§ Prompt
Set out the lines below as a numbered list, dropping any blank lines and omitting the pictures.

§ Dataset records
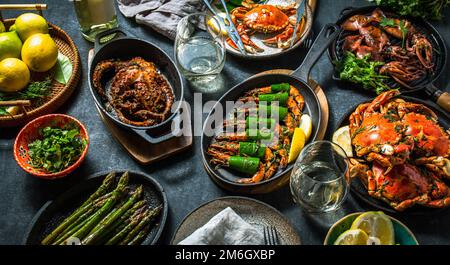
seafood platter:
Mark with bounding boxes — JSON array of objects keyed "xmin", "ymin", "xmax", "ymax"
[
  {"xmin": 207, "ymin": 0, "xmax": 313, "ymax": 59},
  {"xmin": 0, "ymin": 0, "xmax": 450, "ymax": 248}
]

§ Response
1. seafood platter:
2. Mark with bounding boxes — JSON array of objects keyed "xmin", "ymin", "xmax", "ymax"
3. [
4.   {"xmin": 207, "ymin": 0, "xmax": 313, "ymax": 59},
5.   {"xmin": 0, "ymin": 0, "xmax": 450, "ymax": 248}
6. ]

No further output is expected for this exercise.